╔══

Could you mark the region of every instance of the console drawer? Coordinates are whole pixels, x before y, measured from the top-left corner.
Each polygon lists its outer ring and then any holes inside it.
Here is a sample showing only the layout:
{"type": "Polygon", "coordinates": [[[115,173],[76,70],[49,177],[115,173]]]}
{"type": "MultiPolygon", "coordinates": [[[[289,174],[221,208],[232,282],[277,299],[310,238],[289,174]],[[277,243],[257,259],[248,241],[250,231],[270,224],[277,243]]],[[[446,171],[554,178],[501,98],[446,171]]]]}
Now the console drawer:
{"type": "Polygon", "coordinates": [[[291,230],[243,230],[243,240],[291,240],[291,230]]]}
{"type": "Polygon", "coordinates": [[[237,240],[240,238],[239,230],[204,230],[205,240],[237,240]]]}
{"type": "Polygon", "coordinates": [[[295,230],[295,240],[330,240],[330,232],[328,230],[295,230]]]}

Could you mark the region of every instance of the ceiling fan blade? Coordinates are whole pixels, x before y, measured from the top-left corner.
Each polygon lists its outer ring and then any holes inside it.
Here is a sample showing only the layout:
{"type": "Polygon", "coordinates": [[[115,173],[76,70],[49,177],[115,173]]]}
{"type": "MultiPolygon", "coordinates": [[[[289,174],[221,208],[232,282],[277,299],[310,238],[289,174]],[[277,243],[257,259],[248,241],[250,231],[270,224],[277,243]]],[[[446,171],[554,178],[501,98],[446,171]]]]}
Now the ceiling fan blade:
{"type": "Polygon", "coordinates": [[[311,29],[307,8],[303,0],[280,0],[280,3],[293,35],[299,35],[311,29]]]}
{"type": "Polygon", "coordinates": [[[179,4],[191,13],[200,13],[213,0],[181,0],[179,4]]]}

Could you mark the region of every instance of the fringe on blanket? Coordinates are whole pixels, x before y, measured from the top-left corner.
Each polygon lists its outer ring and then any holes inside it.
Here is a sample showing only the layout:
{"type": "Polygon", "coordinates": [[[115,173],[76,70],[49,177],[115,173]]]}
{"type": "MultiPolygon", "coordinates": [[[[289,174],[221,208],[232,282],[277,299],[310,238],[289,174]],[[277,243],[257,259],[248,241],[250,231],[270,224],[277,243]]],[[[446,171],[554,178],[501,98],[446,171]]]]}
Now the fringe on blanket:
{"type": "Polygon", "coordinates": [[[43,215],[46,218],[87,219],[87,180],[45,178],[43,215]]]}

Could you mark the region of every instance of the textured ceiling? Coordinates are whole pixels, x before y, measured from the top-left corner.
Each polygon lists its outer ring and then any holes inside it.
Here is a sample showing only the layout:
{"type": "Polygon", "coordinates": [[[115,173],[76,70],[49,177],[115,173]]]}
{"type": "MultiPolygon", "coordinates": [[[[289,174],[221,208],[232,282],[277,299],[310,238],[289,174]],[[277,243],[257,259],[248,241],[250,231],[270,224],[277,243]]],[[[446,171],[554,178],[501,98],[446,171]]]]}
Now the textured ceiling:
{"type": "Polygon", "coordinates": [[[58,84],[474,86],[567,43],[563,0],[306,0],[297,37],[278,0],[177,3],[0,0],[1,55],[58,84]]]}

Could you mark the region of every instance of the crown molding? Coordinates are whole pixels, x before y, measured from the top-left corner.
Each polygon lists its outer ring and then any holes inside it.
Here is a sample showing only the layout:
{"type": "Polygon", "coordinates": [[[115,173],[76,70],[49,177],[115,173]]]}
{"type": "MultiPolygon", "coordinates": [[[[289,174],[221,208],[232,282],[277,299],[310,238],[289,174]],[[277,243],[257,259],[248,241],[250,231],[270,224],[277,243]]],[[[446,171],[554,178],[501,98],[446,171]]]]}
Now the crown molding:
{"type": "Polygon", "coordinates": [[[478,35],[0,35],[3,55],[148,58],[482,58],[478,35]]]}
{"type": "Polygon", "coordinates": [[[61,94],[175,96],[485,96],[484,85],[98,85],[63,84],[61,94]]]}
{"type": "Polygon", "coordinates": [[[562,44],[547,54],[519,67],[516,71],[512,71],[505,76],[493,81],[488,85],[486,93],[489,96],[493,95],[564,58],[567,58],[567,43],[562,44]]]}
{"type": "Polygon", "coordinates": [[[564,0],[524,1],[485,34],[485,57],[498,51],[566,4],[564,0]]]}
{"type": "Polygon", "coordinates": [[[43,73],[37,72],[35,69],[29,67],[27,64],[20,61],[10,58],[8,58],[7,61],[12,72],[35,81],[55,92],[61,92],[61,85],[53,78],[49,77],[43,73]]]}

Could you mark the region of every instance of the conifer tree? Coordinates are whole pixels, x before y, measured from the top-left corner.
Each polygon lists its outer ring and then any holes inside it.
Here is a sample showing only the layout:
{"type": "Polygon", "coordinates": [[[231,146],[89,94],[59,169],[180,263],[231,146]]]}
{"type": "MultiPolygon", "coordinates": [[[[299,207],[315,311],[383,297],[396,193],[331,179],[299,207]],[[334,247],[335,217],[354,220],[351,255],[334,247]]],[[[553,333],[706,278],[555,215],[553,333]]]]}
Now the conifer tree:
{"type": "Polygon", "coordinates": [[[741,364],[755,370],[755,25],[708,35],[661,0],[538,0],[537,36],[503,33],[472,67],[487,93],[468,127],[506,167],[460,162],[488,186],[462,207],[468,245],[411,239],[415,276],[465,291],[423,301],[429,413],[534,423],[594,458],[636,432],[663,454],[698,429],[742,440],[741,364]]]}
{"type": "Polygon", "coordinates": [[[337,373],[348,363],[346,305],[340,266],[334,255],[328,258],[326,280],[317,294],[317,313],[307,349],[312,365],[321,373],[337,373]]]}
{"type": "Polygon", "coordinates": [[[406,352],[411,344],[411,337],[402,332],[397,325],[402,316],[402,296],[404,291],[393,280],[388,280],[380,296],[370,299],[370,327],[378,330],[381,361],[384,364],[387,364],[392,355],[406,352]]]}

╚══

## THE REQUEST
Pick out every line in the records above that contains the word "conifer" and copy each one in full.

## SOLVED PROBLEM
Could you mark the region of every instance of the conifer tree? Coordinates are whole pixels, x before y, measured from the top-left corner.
Now the conifer tree:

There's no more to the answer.